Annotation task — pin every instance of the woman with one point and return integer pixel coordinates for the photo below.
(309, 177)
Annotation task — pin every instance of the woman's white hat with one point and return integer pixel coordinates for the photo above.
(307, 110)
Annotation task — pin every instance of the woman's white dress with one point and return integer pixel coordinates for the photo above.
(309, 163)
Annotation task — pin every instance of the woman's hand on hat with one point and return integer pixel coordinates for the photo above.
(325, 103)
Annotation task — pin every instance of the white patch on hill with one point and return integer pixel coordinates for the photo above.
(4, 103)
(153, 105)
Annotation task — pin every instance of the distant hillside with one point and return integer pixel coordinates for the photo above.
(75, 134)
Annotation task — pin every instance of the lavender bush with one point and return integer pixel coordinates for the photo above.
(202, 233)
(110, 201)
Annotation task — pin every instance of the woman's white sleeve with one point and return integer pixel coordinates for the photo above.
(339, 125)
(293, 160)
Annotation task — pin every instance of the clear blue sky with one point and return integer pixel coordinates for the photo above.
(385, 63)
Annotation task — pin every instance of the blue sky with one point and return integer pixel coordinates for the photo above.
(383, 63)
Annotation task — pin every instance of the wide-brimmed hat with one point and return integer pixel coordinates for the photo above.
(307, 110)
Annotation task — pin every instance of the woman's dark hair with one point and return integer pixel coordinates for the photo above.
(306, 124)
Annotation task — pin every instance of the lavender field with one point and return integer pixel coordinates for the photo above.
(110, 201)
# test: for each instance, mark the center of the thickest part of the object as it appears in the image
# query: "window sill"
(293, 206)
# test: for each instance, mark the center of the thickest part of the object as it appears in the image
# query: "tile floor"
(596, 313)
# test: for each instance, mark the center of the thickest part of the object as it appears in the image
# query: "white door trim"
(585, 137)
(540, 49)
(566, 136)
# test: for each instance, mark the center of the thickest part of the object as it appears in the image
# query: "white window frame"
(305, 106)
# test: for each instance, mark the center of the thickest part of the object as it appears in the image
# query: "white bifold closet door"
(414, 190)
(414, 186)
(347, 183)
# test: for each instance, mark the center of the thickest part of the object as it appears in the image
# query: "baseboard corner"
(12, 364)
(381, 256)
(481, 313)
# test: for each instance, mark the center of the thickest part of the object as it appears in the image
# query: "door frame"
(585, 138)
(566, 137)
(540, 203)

——————————

● **Work instructions**: All of the lines above must be returned exactly.

● **Answer to this exercise**:
Annotation task — pin every instance of the woman with one point and return integer pixel coordinates for the photo below.
(309, 177)
Annotation task — pin every instance of the woman's white hat with one point and return integer pixel coordinates for the photo above.
(307, 110)
Annotation task — pin every instance of the woman's white dress with one point and return integer pixel coordinates for the photo above.
(309, 163)
Annotation task — pin every instance of the woman's hand on hat with one point and return integer pixel coordinates for the photo above.
(325, 103)
Annotation task — pin every instance of the white patch on hill with one point and return integer pixel coordinates for the photo above.
(4, 103)
(153, 105)
Annotation task — pin every instance of the distant hillside with one point and return integer pixel coordinates for the photo above.
(75, 134)
Annotation task — pin every instance of the lavender bush with one point and return integer pixel coordinates for the photo above.
(202, 233)
(110, 201)
Annotation task — pin every instance of the woman's white sleeve with one point and return integer pixel coordinates for the photo above.
(339, 125)
(293, 160)
Annotation task — pin every instance of the clear blue sky with one point and return integer pixel coordinates for the photo above.
(385, 63)
Annotation task — pin every instance of the blue sky with one point and return integer pixel coordinates for the photo above.
(383, 63)
Annotation task — pin every instance of the wide-brimmed hat with one point and return integer pixel coordinates for the photo above.
(307, 110)
Annotation task — pin every instance of the woman's dark hair with one point and return integer pixel coordinates for the photo above.
(306, 124)
Annotation task — pin every instance of the lavender field with one point and return integer pixel coordinates for the photo above.
(110, 201)
# test: for each instance, mark the center of the thickest part of the object as it appears in the image
# query: "window sill"
(293, 206)
# test: for each instance, mark the center of the thickest part of the object as it appears in the image
# query: "tile floor"
(596, 313)
# test: for each instance, mark the center of the thickest part of the object as it appears in the image
# query: "white door trim"
(585, 137)
(540, 49)
(566, 136)
# test: for each instance, mark the center of the thickest part of the object as it appears in the image
# query: "white window frame"
(305, 106)
# test: for each instance, mark the center of the thickest part of the object as it appears in the image
# query: "white bifold closet door"
(414, 190)
(414, 186)
(347, 183)
# test: for each instance, mark the center of the thickest part of the object as it appears in the image
# query: "baseboard corner"
(12, 364)
(381, 256)
(481, 313)
# test: for each instance, mark the center of the thickest part of the object as it appears in the image
# query: "door frame"
(585, 138)
(566, 137)
(540, 203)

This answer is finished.